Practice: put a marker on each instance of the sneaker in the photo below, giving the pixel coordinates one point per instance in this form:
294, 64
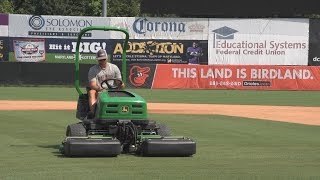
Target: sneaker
90, 115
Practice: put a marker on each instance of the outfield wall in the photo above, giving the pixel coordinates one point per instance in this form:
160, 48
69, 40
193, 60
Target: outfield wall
269, 54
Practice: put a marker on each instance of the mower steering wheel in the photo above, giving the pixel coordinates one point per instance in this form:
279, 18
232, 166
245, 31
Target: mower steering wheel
111, 83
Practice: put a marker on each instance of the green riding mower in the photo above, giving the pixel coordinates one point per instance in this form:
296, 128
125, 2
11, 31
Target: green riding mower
120, 123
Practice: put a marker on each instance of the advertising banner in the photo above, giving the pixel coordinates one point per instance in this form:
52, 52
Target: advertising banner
29, 50
162, 28
4, 50
258, 41
4, 20
140, 75
162, 52
237, 77
63, 50
314, 42
55, 26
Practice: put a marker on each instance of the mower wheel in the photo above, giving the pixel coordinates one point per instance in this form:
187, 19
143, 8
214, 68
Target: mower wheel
164, 130
76, 130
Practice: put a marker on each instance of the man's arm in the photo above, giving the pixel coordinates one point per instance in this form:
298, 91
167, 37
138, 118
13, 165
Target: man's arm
93, 80
118, 76
93, 85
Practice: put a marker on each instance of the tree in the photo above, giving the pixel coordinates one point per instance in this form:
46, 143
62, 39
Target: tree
123, 8
6, 6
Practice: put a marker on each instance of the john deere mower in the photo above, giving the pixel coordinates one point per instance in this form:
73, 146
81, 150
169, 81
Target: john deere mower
120, 123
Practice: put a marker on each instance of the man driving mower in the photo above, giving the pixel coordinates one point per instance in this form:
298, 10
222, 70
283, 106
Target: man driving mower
99, 73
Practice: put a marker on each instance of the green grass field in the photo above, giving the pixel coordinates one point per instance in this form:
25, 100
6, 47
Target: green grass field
227, 147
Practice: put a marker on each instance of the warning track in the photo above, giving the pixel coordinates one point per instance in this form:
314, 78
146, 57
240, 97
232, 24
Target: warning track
293, 114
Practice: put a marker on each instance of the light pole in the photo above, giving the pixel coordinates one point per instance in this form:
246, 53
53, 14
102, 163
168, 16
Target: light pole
104, 8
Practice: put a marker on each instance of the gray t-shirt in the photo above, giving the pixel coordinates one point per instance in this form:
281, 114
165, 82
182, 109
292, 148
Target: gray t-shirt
96, 73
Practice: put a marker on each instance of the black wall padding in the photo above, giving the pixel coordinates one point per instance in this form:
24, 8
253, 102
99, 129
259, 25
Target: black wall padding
24, 73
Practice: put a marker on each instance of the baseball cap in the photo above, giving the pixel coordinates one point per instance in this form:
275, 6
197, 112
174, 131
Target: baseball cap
102, 54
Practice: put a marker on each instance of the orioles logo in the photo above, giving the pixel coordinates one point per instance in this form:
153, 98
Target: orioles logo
138, 75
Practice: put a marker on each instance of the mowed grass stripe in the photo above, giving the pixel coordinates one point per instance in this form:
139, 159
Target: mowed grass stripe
246, 97
227, 148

----

§ **EXERCISE**:
Write out the entries above verbatim; the pictures do not belong in your copy.

§ **ANSWER TO THIS PROBLEM**:
Practice: put a marker on each instance of the sneaker in the photo below, giving the pixel coordinates one point per instance in this form:
294, 64
Target: sneaker
90, 115
Practice: put a marker on each instance of the outfield wall in the photo above, giving the pixel coordinates one point per instance in this form:
160, 48
69, 40
193, 60
Target: outfield wall
269, 54
Practice: put a marker on each instance of the mower steering wheel in the photo above, giving the pixel coordinates one point per instance in this form:
279, 18
232, 166
245, 31
Target: mower steering wheel
111, 83
Practice: put a marker on each instance of the green riding mower in the photo above, giving the pixel coordinates one point per instance in this form:
296, 128
125, 2
11, 31
Target: green riding mower
120, 123
Practice: put a marker on each instance of the advertising banner in the photo above, giving the pixel coordinates one point per instance in this form:
52, 52
Target: advertising banner
29, 50
162, 28
4, 50
258, 41
4, 20
140, 75
162, 52
237, 77
63, 50
314, 42
55, 26
Practice: put a marker on each instance of the mower wheel in the photo above, giving the pixel coordinates one point per instance in this form:
187, 19
143, 8
214, 68
Target: mower wheel
164, 130
76, 130
Practice: put a marker on each instance of the man's arm in the photo above, giving the pixel coordinates one point per instance in this form:
298, 91
167, 37
138, 118
13, 165
Target: man's arm
93, 80
118, 76
93, 85
Practice: put a marker on each instance of the tree in the photo above, giving the pixel coordinates one point per instance in this form:
46, 143
62, 39
Target: tree
123, 8
6, 6
Practice: put a marker on each instance of the john deere mower in the photo above, giving the pixel coordinates one point per instance in this form:
73, 146
81, 150
169, 81
Target: john deere mower
120, 123
Practice: put a marker on each instance of the man driving mower in the photo above, giving the pixel coordinates one point per instance in this form:
298, 10
222, 70
283, 106
Target: man driving mower
99, 73
Practice: put a marker on each instance of the green grass field in the photo above, giving the pixel coordinates one point per instance in this form:
25, 100
6, 47
Target: green grass field
227, 147
Practice: put a marker on each instance of the warning track in the photo above, giving the pixel coordinates one point per instance in this form:
314, 78
146, 57
240, 97
232, 24
Target: warning track
293, 114
Practice: put a marker on each instance of the light pole in the photo above, giving the pixel coordinates one point per instance in this form:
246, 53
53, 14
102, 163
168, 16
Target: light pole
104, 8
Practice: put a marker on each instance of the gray t-shirt in the photo above, giving the pixel coordinates one point per instance in this form:
281, 114
165, 82
182, 109
292, 148
Target: gray t-shirt
96, 73
Practice: put a marker on each instance of the black wall padding in the photo above, giving the pixel coordinates one point per instance in this form:
24, 8
253, 102
99, 129
259, 25
Target: black wall padding
24, 73
Practice: put a marker on each instance of the baseball cap in the photo above, giving the pixel coordinates one point per instance in this form:
275, 6
197, 112
174, 131
Target: baseball cap
102, 54
Practice: put a marker on each instance of the orioles logo in the photo above, giving the pixel coordinates one point per instance in this form:
153, 98
Target: orioles logo
138, 75
Practice: put a marker on each instance of the mowed grass stripe in the photo above, giving the pixel coordinates one point per instance in this form:
139, 159
Target: mowed grass stripe
246, 97
227, 148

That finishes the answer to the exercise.